#### [PROMPT A]
Find every line in the records that contains the word "defender", matching case exactly, and copy each of those lines.

····················

Liverpool FC has revealed its 2018/19 third jersey from New Balance. The third entry in Liverpool’s “This Means More” campaign pays homage to the change jerseys the club wore from 1987/88 through 1990/91.
Liverpool’s third jersey is a grey violet with grey trim and Racing Red accents. The crew neck collar and matching sleeves are grey, with red top shoulder bonded tape on both arms, dividing the front and back of the sleeves. The front of the sleeves are grey violet with a different texture.
The nape of the jersey has the Hillsborough Disaster tribute with a 96 placed between the eternal flames in red. A Steel grey gradient print at the front gives a vintage 80’s feel. The left breast has the Liverbird emblem with the club initials in red, across from an NB logo in the same color. A red concealed fabric insert runs down both sides of the jersey.
The shorts are grey with red concealed fabric trim continuing to run down the sides, and red accents. The socks are grey with a red trim over the ankle, with the club initials in front and the New Balance at the back, completing the kit. Standard Chartered returns as shirt sponsor, with Western Union on the left sleeve.
The 2018/19 Liverpool away jersey has been revealed by New Balance. The Premier League mainstay has gone for an attention-grabbing color for its clash jersey.

····················

#### [PROMPT B]
Continue the article above about Liverpool's 2018/19 jerseys from the point where it stops.

#### [EXERCISE INPUT]
····················

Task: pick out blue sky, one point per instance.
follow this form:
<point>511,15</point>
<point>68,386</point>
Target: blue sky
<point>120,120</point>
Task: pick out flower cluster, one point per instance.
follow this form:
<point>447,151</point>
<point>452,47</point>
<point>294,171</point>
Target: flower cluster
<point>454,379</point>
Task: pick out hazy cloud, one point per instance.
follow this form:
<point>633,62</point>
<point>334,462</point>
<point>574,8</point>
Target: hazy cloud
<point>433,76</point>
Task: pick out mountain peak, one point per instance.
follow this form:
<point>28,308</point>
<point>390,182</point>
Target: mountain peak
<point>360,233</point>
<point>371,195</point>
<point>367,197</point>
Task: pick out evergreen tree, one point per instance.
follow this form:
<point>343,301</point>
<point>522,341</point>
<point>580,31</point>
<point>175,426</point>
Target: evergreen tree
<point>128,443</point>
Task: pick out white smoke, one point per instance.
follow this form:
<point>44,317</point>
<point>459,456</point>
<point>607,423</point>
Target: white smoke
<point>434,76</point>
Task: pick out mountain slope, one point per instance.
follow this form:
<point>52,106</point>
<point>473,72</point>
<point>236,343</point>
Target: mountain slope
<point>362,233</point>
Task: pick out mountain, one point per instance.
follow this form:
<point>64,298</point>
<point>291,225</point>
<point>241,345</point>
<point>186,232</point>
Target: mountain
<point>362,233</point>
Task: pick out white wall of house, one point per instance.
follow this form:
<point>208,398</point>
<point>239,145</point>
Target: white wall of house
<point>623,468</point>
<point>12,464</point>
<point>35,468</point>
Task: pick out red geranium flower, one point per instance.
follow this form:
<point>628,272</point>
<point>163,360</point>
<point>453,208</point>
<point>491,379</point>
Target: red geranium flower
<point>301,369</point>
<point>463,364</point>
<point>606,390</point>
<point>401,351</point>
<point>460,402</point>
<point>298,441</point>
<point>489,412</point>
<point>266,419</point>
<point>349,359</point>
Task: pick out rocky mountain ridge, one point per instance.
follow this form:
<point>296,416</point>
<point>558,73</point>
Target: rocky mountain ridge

····················

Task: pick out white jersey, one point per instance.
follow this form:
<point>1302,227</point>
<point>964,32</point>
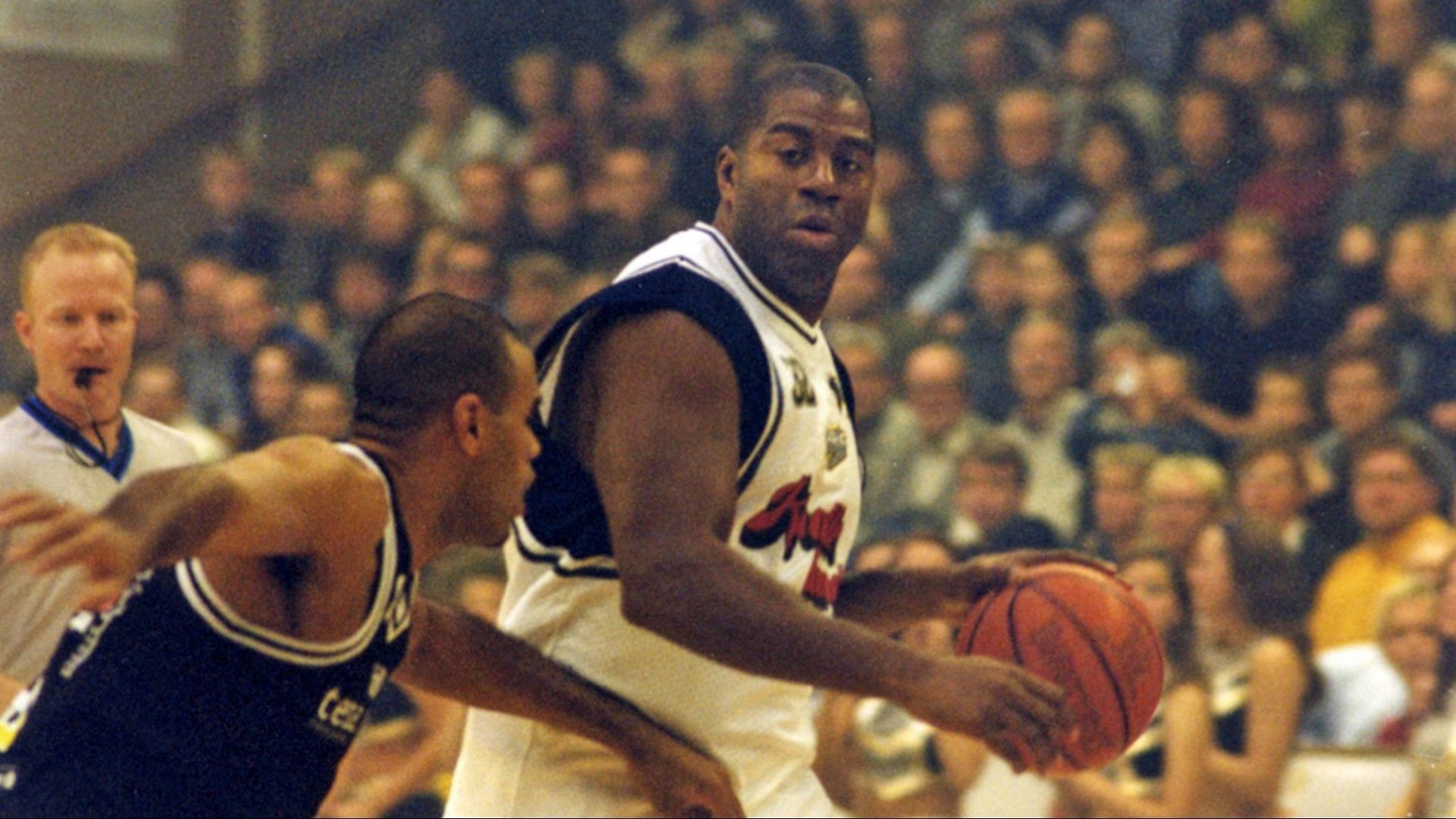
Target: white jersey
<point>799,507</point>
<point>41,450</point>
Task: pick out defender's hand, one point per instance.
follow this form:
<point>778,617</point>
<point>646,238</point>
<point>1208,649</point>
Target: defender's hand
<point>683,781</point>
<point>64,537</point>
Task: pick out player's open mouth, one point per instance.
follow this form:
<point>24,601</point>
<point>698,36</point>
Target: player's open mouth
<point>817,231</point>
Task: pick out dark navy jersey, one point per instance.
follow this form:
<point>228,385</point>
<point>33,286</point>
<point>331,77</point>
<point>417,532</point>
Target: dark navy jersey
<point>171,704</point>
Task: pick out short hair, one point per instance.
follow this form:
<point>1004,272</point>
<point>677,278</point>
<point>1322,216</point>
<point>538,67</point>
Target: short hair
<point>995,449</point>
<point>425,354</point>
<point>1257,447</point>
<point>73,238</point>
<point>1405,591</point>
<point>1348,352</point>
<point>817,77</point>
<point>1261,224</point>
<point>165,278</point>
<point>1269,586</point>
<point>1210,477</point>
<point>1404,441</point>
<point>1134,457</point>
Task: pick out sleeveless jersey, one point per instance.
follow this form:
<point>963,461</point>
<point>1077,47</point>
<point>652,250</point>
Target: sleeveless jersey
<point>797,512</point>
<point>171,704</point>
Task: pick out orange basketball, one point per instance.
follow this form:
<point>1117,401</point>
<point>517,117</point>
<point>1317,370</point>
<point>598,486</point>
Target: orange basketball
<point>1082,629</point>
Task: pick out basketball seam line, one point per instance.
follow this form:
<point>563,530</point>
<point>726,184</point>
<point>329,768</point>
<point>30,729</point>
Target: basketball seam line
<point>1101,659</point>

····················

#### [REPLY A]
Task: pick out defender's hand, one point per instance.
Target: defender's hand

#### [REPLY B]
Deep Violet and Plum with bright Alpha Orange accents is the color scheme for Liverpool’s away jersey. The darker plum color is seen on the crew neck color and the back of the sleeves, as orange trim pops out of the collarbone area on the shoulders as bonded tape. This leads into a contrasting texture at the front the sleeves in the brighter violet. The jacquard design at the front is inspired by Anfield’s new Main Stand, and is the same design as in the home jersey. The Liverbird crest is stitched on in orange on the chest, across from the New Balance logo.
The back of the jersey is completely in plum. Orange trim can be seen on the collar, as the Hillsborough 96 emblem with eternal flames is stitched in on the nape.
The full kit will feature deep violet shorts and socks, with a plum waistband on the shorts and offset plum stripes and orange trim for the socks. Standard Chartered return as primary logo, and Western Union as the left sleeve sponsor.
The 2018/19 Liverpool Home Kit from New Balance has just been revealed. Liverpool has quickly became one of the most prestigious Premier League sides and fans have been waiting anxiously for a new kit launch. The latest home jersey for the storied club comes with a richer, deeper red than usual.
Clad in a darker hue of the club’s traditional red with white details, Liverpool’s 2018/19 home jersey features a fashionable red polo collar with two-button placket, and white trim. The sleeves have separate material made of a banded texture, with thin white trim dividing the texture from the rest of the sleeves.
The base detail at the front of the jersey has linear stripes inspired by the architecture of Anfield’s redeveloped Main Stand. Thin white trim also runs down each sides of the shirt. New Balance’s logo and a Liverbird emblem with the club’s initals L.F.C. are placed on the chest in white.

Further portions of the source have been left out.